START Dataset extract

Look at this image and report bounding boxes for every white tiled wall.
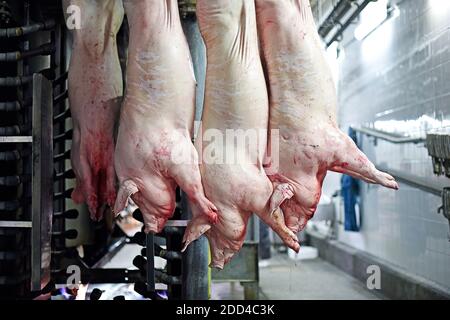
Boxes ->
[324,0,450,290]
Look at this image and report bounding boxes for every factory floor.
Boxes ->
[88,244,385,300]
[211,253,385,300]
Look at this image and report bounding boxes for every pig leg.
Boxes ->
[329,134,398,189]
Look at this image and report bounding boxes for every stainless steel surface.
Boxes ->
[377,165,450,197]
[0,221,32,228]
[0,136,33,143]
[166,220,189,227]
[352,126,426,143]
[145,232,155,292]
[31,74,53,291]
[180,18,209,300]
[211,241,259,282]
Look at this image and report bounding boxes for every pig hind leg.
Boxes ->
[329,134,398,189]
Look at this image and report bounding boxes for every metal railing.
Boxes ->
[351,126,426,144]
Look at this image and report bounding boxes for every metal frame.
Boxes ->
[31,74,53,291]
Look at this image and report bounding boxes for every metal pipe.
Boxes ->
[319,0,354,38]
[377,165,448,197]
[0,176,31,187]
[0,101,22,112]
[0,75,33,87]
[327,0,374,48]
[0,150,22,161]
[0,125,25,136]
[0,43,55,62]
[0,200,21,211]
[351,126,426,144]
[0,19,56,38]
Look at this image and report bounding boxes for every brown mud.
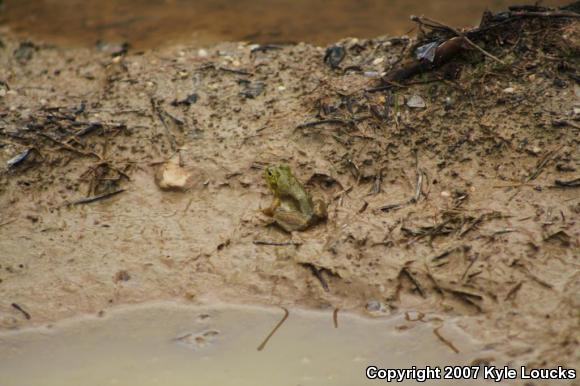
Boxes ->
[0,0,568,49]
[0,3,580,382]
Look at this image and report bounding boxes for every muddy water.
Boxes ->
[0,303,490,386]
[0,0,569,49]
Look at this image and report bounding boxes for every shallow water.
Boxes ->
[0,304,490,386]
[0,0,570,49]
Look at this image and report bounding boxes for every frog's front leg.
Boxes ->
[272,207,312,232]
[262,197,280,217]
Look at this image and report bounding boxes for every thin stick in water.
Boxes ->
[258,307,290,351]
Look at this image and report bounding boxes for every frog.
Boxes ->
[263,164,328,233]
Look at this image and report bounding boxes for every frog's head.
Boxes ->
[264,165,292,192]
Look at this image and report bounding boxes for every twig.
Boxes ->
[258,307,290,351]
[399,267,426,298]
[296,118,354,129]
[68,189,125,205]
[411,16,505,66]
[433,326,459,354]
[252,240,302,247]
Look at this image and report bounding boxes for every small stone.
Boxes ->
[407,94,427,109]
[155,155,204,192]
[367,299,384,312]
[373,56,385,66]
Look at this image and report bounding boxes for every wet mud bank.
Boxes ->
[0,1,580,380]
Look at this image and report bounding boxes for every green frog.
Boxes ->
[263,165,328,232]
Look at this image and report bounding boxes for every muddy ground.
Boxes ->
[0,6,580,382]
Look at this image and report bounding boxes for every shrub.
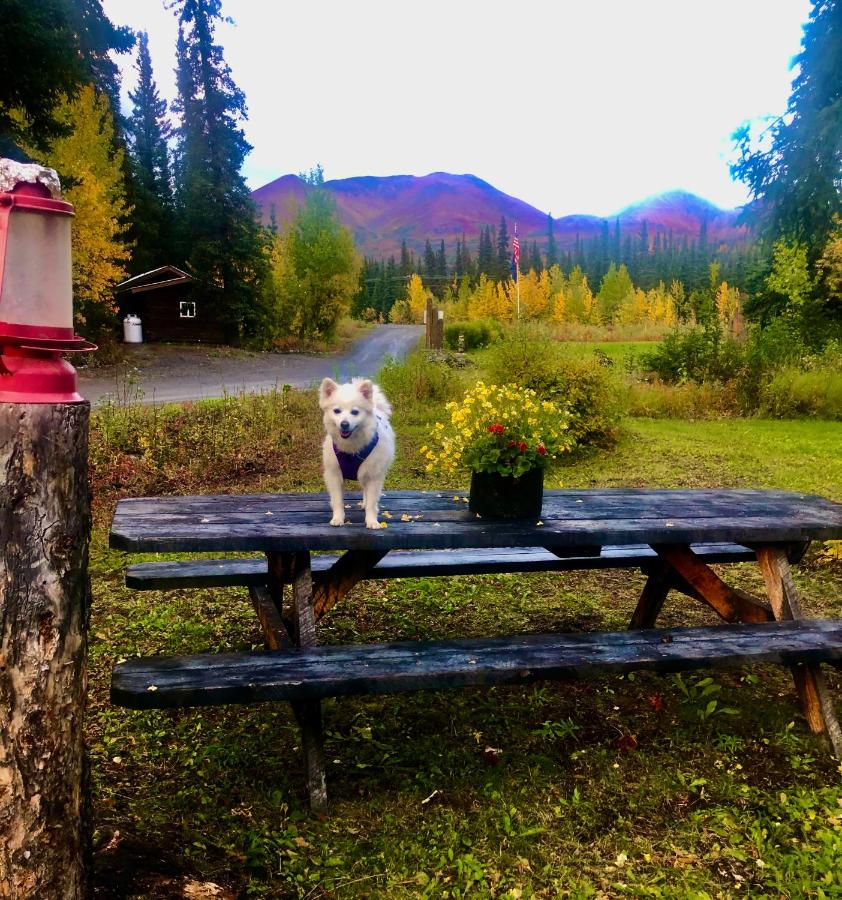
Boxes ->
[760,367,842,420]
[444,319,503,350]
[640,322,744,384]
[624,381,740,419]
[490,325,620,446]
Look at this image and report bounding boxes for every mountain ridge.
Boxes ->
[252,172,746,258]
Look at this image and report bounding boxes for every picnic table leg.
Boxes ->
[629,564,673,631]
[268,551,327,812]
[757,547,842,758]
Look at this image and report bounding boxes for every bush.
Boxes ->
[444,319,503,350]
[490,325,620,446]
[624,381,740,419]
[758,341,842,420]
[377,350,459,416]
[640,323,744,384]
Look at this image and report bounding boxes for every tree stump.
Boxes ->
[0,403,90,900]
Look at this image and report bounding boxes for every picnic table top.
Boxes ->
[110,488,842,553]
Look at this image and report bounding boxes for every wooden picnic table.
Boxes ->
[110,489,842,807]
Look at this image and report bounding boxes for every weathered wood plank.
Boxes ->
[757,547,842,758]
[629,565,672,629]
[288,551,327,812]
[653,544,772,622]
[313,550,387,619]
[249,585,292,650]
[126,543,755,591]
[111,619,842,709]
[111,490,842,552]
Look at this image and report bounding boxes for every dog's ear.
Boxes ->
[319,378,339,406]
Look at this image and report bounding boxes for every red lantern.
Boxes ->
[0,160,96,403]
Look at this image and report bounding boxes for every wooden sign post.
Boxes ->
[0,160,90,900]
[424,298,444,350]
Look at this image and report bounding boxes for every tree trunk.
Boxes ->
[0,403,90,900]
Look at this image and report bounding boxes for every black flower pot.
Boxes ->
[468,469,544,519]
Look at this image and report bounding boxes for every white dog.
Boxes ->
[319,378,395,528]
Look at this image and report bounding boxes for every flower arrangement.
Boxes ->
[421,381,575,478]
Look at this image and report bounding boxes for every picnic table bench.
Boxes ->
[110,489,842,808]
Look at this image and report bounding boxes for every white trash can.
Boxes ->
[123,315,143,344]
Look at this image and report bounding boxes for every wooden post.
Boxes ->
[0,403,90,900]
[757,547,842,759]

END Dataset extract

Directions: Copy all of the lines above word for word, leaving out the pictures.

Response to this exercise:
Look at this image and report bounding boxes for every white tiled wall.
Boxes ->
[324,0,450,290]
Look at this image and report bounding boxes for every factory floor.
Boxes ->
[88,244,385,300]
[211,253,385,300]
Look at this image and report bounding boxes for every pig leg.
Boxes ->
[329,134,398,189]
Look at this image and report bounding boxes for every stainless steel surface.
Boxes ->
[377,165,450,197]
[0,221,32,228]
[0,136,33,143]
[166,220,189,227]
[352,126,426,143]
[145,232,155,292]
[31,74,53,291]
[180,18,209,300]
[211,241,259,282]
Look at this image and report bounding boxes for every pig hind leg.
Boxes ->
[329,134,398,189]
Look at this image and report bounding boxes for every metal railing.
Boxes ->
[351,126,426,144]
Look at this image and report bounding boxes for every metal frame.
Boxes ->
[31,74,53,291]
Look at this image and report bounding boxes for every metal pipe.
Boxes ->
[319,0,354,38]
[377,165,448,197]
[0,176,31,187]
[0,101,22,112]
[0,75,33,87]
[327,0,374,48]
[0,150,22,161]
[0,125,25,136]
[0,43,55,62]
[0,200,21,211]
[351,126,426,144]
[0,19,56,38]
Look at this image and report bounding boxes for every brown mud.
Boxes ->
[0,0,568,49]
[0,3,580,382]
Look at this image and report bounding boxes for every muddy water.
Boxes ->
[0,303,490,386]
[0,0,569,49]
Look at this image and report bounding boxes for every shallow water.
Boxes ->
[0,304,490,386]
[0,0,570,49]
Look at this image and report bounding boxes for every frog's front leg.
Boxes ->
[272,207,312,232]
[262,197,280,217]
Look at this image and report bounding boxes for every thin stick in water.
Boxes ->
[258,307,290,351]
Look at this image and report bounding boxes for every frog.
Boxes ->
[263,164,328,233]
Look at this image and report bounding boxes for every frog's head.
Boxes ->
[264,165,292,192]
Look at this image and report bounding boxes for every twig.
Boxes ->
[258,307,290,351]
[399,267,426,298]
[296,118,354,129]
[68,189,125,205]
[411,16,505,66]
[433,326,459,354]
[252,240,302,247]
Look at this image and report bounding boxes for every small stone.
Boxes ->
[407,94,427,109]
[155,155,204,192]
[367,299,384,312]
[373,56,385,66]
Look at this image and report bounding boxes for every wet mud bank.
Boxes ->
[0,1,580,380]
Look at this image and report bounding boxes for every green frog.
Boxes ->
[263,165,328,232]
Look at this image and report bounding boxes for every muddy ground.
Boxes ->
[0,6,580,382]
Look at this image and report bounding boxes for every shrub.
Boxes ->
[760,367,842,420]
[444,319,503,350]
[640,322,744,384]
[624,381,740,419]
[490,325,620,446]
Look at this image and report bounding boxes for every mountain ridge.
Boxes ->
[252,172,746,258]
Look at this image and report bounding boxes for every picnic table leg.
Boxes ->
[629,564,673,631]
[268,551,327,812]
[757,547,842,758]
Look at this image and report bounding boxes for every bush.
Boxes ->
[444,319,503,350]
[490,325,620,446]
[624,381,740,419]
[758,341,842,420]
[377,350,459,416]
[640,323,744,384]
Look at this image and report bounding boxes for every tree stump.
Boxes ->
[0,403,90,900]
Look at this image and report bounding boxes for every picnic table top.
Boxes ->
[110,488,842,553]
Look at this image and report bounding boxes for every wooden picnic table.
Boxes ->
[110,489,842,807]
Look at this image and report bounding boxes for every weathered wood plank.
Boxes ->
[757,547,842,758]
[629,565,672,629]
[288,551,327,812]
[653,544,772,622]
[313,550,387,619]
[249,585,292,650]
[126,543,755,591]
[111,619,842,709]
[111,490,842,552]
Look at this image and report bounding boxes for every dog's ear.
Boxes ->
[319,378,339,406]
Look at this image and report bounding boxes for every red lantern.
Boxes ->
[0,160,96,403]
Look at this image and report bounding boxes for every wooden sign post.
Boxes ->
[0,160,90,900]
[424,298,444,350]
Look at this image and report bounding boxes for every tree trunk.
Boxes ->
[0,403,90,900]
Look at this image and report bounding boxes for every black flower pot.
Boxes ->
[468,469,544,519]
Look at this image and report bounding boxes for every white dog.
Boxes ->
[319,378,395,528]
Look at this image and report bounding boxes for every flower arrangement.
Boxes ->
[421,381,575,478]
Look at this image and report bounding boxes for every picnic table bench.
Boxes ->
[110,489,842,808]
Look at this image and report bounding boxes for every white trash can.
Boxes ->
[123,315,143,344]
Look at this image and report bounding boxes for every wooden post.
Boxes ->
[0,403,90,900]
[757,547,842,759]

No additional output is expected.